■ **WHAT YOU NEED TO DO**: Reproduce the following listing verbatim, line for line, changing nothing.
** Start of INFORMATION GIVEN **
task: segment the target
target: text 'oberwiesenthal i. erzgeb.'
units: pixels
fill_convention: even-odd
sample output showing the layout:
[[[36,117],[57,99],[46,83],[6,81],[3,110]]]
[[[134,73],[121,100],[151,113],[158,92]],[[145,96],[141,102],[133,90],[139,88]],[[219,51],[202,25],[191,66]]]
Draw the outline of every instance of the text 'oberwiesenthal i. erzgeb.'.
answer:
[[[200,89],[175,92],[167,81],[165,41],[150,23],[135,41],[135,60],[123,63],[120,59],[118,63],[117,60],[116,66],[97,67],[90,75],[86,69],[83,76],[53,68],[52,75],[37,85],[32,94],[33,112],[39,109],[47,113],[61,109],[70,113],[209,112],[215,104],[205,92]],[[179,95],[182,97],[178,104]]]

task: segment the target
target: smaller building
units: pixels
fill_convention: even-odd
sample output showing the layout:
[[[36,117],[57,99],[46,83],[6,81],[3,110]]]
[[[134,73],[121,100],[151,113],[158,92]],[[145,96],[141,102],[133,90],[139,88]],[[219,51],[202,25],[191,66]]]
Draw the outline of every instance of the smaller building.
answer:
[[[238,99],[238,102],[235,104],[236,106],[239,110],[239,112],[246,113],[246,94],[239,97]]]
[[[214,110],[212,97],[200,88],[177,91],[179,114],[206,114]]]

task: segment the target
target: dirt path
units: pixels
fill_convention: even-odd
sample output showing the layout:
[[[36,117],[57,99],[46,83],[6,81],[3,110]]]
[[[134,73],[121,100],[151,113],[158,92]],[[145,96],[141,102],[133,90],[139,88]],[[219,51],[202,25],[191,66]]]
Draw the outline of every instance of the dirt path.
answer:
** End of INFORMATION GIVEN **
■ **RESPONSE TO THE EXERCISE**:
task: segment the target
target: text 'oberwiesenthal i. erzgeb.'
units: pixels
fill_convention: even-odd
sample output showing the layout:
[[[36,117],[57,99],[46,83],[6,81],[3,110]]]
[[[134,73],[121,100],[151,113],[158,92]],[[145,96],[141,102],[133,90],[139,88]],[[219,51],[202,25],[191,66]]]
Draw the outline of every instance of the text 'oberwiesenthal i. erzgeb.'.
answer:
[[[200,89],[175,92],[167,81],[165,41],[150,23],[135,41],[135,60],[123,63],[120,59],[118,63],[117,60],[116,66],[97,67],[90,75],[86,69],[83,76],[53,68],[52,75],[37,85],[32,94],[33,112],[39,109],[47,113],[61,109],[70,113],[209,112],[215,104],[205,92]],[[179,95],[182,97],[178,104]]]

task: segment the target
target: smaller building
units: pixels
fill_convention: even-odd
sample output showing the layout:
[[[36,117],[57,99],[46,83],[6,81],[3,110]]]
[[[134,73],[121,100],[151,113],[158,92]],[[145,96],[141,102],[133,90],[139,88]],[[219,51],[202,25],[191,66]]]
Draw the outline of every instance of the smaller building.
answer:
[[[238,99],[238,102],[235,104],[236,106],[239,110],[239,112],[246,113],[246,94],[239,97]]]
[[[214,110],[212,97],[200,88],[177,91],[179,114],[206,114]]]

task: segment the target
target: dirt path
units: pixels
fill_convention: even-odd
sample output showing the layout:
[[[36,117],[57,99],[46,83],[6,81],[3,110]]]
[[[134,73],[121,100],[151,113],[158,92]],[[145,96],[141,102],[133,90],[139,88]],[[219,51],[202,25],[191,66]]]
Draw the outline of every instance of the dirt path.
answer:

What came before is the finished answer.